▶ **To do**:
Below is a block of records; reproduce all of them exactly and leave out any pictures.
** start of Records to use **
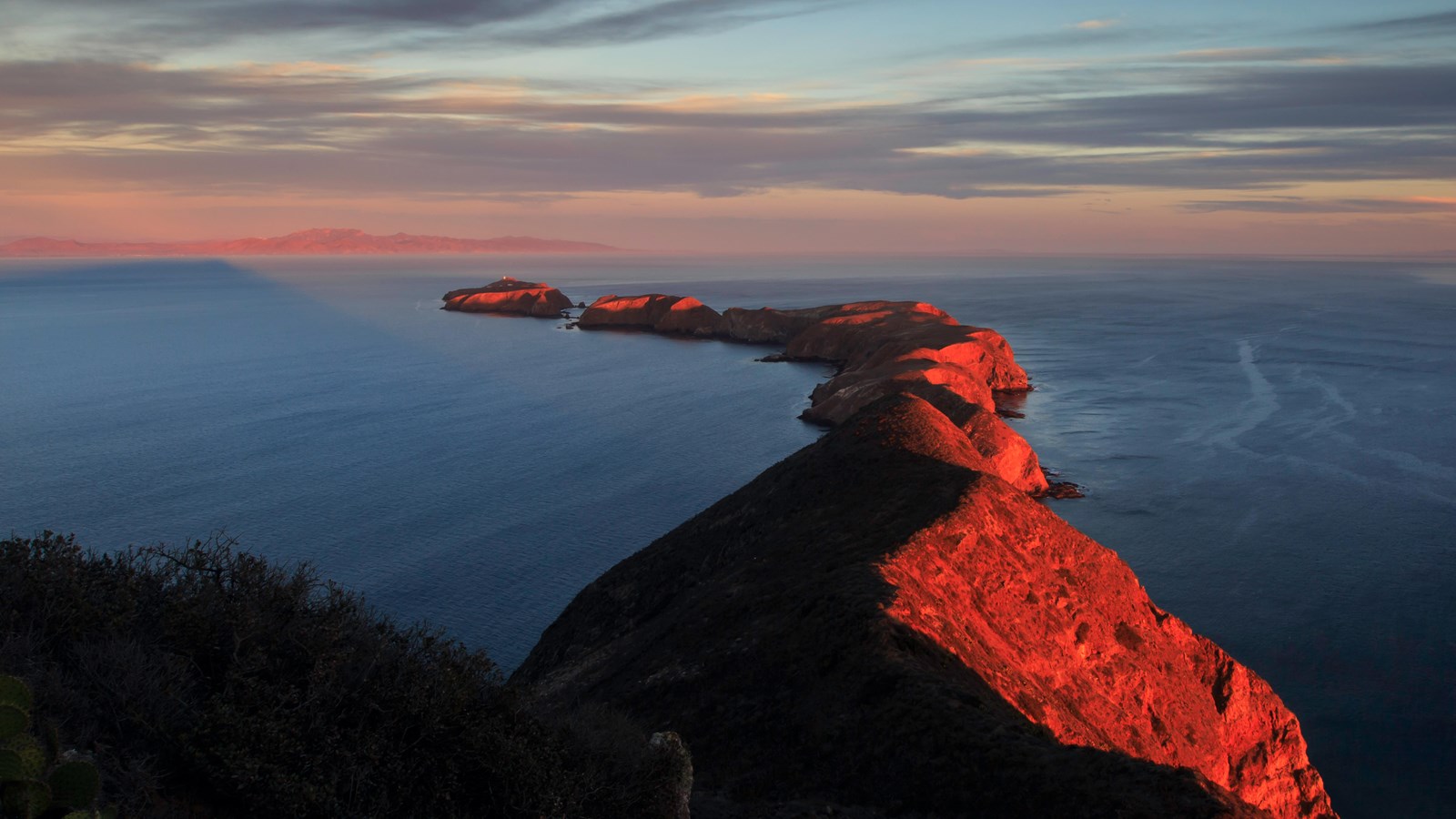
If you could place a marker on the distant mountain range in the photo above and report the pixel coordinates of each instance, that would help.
(319, 241)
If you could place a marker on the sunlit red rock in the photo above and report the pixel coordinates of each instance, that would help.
(655, 312)
(883, 622)
(509, 296)
(1062, 630)
(317, 241)
(890, 620)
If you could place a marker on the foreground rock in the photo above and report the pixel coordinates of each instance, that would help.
(509, 296)
(878, 622)
(881, 349)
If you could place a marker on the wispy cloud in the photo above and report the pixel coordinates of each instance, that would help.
(1441, 24)
(1299, 205)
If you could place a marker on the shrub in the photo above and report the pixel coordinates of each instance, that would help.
(206, 681)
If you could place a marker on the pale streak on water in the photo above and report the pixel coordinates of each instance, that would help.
(1269, 443)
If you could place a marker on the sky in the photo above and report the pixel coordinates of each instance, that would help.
(739, 126)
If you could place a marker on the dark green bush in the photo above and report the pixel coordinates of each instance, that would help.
(206, 681)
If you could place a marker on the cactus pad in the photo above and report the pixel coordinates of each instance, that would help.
(14, 691)
(75, 784)
(12, 720)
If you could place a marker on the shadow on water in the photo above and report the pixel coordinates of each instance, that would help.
(1267, 443)
(470, 471)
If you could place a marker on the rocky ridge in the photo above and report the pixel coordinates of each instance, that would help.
(887, 622)
(509, 296)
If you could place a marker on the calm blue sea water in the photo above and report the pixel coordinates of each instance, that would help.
(1269, 443)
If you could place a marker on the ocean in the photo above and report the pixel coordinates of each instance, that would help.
(1269, 443)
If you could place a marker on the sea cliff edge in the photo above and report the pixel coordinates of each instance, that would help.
(890, 622)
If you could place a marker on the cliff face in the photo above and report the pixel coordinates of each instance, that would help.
(327, 241)
(888, 620)
(509, 296)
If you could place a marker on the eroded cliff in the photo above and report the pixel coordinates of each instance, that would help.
(509, 296)
(888, 620)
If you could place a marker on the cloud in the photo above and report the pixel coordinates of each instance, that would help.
(169, 24)
(1299, 205)
(328, 128)
(1441, 24)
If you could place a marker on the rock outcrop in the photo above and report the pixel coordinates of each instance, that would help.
(890, 622)
(655, 312)
(880, 622)
(510, 296)
(317, 241)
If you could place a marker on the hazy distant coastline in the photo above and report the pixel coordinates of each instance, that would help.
(318, 241)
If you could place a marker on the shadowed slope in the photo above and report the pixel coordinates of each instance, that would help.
(797, 637)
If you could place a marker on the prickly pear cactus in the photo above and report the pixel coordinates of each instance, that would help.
(34, 782)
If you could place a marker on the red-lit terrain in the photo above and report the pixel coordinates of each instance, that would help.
(890, 622)
(509, 296)
(319, 241)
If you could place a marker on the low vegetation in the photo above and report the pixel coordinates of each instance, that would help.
(204, 681)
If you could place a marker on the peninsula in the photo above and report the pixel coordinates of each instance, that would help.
(888, 622)
(318, 241)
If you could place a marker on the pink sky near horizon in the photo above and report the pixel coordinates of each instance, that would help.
(1057, 131)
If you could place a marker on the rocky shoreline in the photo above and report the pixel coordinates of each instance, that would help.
(888, 622)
** end of Records to use **
▶ **Written answer**:
If you could place a marker on the distant mountain range in the photo above and report the pixel coordinates of each instance, that would help.
(319, 241)
If you could place a marker on the sunlit red rock in the photo above and report the pixel coordinates of each instance, that would help.
(655, 312)
(883, 622)
(509, 296)
(1062, 630)
(317, 241)
(890, 620)
If you could place a marker on the foreground rock in the photo above and report the pixel coordinates of each instance, that would help.
(509, 296)
(878, 622)
(881, 349)
If you could place a marker on the wispy cloud in the photo above and report the pixel coordinates of each instance, that would help.
(1441, 24)
(1299, 205)
If you could place a marker on the shrub in the photo above and report the pixel coordinates of each instance, that would help.
(206, 681)
If you could place a marker on the pale streak on water in the photo above and report the pixel coordinates of each instance, that would help.
(1269, 443)
If you could place a marker on the sky in the photo above and report the pixel coordinates of each instance, that would help.
(739, 126)
If you could place a marker on the dark green bush in the photo above and report the pixel coordinates of each instance, that would help.
(206, 681)
If you could place a marker on the cactus pad in the photo above and report the pixel coordinates of each instance, that would help.
(14, 691)
(75, 784)
(12, 720)
If you could place a marker on the shadow on water in the photo above and report the pixel coordinates of each instance, that would help.
(1267, 443)
(470, 471)
If you could place a marker on the rocky ridge in the photo above and report the pixel coordinates of each instance, that would help.
(887, 622)
(509, 296)
If you could place a marker on the calm blue sea water in the photo above and report the pixel coordinates of each instance, that would help.
(1269, 443)
If you could place a marker on the ocean in the photo above and report the pixel coordinates of each instance, that would help.
(1269, 443)
If you could place a marker on the sea cliff edge in the photo above and report the pixel coordinates of each instance, that would help.
(890, 622)
If you could place a marker on the cliff face in the photo above and report the pixel coordinates of each instance, that would help.
(327, 241)
(888, 620)
(509, 296)
If you could place a marker on the eroded cliff in the photo above and report the pixel coordinates of each instance, that would help.
(509, 296)
(888, 620)
If you could place a marker on the cloud in the photo above and report the pixel coordinates of each instance, that would help.
(169, 24)
(1299, 205)
(328, 128)
(1441, 24)
If you could place a marker on the rock outcrop in the photo above and report the pixel coordinates of each instance, that would help.
(890, 622)
(655, 312)
(880, 622)
(510, 296)
(317, 241)
If you could place a marker on the hazy distant coastline in the photo above and report the pixel coordinates of each instance, that would help.
(318, 241)
If you could place a marker on the shadowed slope in the photo above and report the pixel coordinates of each instance, that would help.
(797, 637)
If you could place a marker on the prickly pear cactus in the photo above and report the pixel coordinates of each instance, that would help.
(34, 782)
If you could place a marker on the red-lit terrain in the photo above and report the pixel coordinates of each instance, that would help.
(890, 622)
(509, 296)
(319, 241)
If you could place a marker on the low vegetation in the photo above and report the pixel coordinates of each instance, that would help.
(204, 681)
If you could place a marker on the peninsula in the photo above and report the pixel coordinates of each instance, that would help.
(888, 622)
(318, 241)
If you could place a marker on the pink sky near horizon in the photo above and report the pixel coordinates of each instance, that would help.
(1057, 131)
If you could place a marker on the rocky shoreline in the photo above and report the pixel coordinates of each instance, that would help.
(888, 622)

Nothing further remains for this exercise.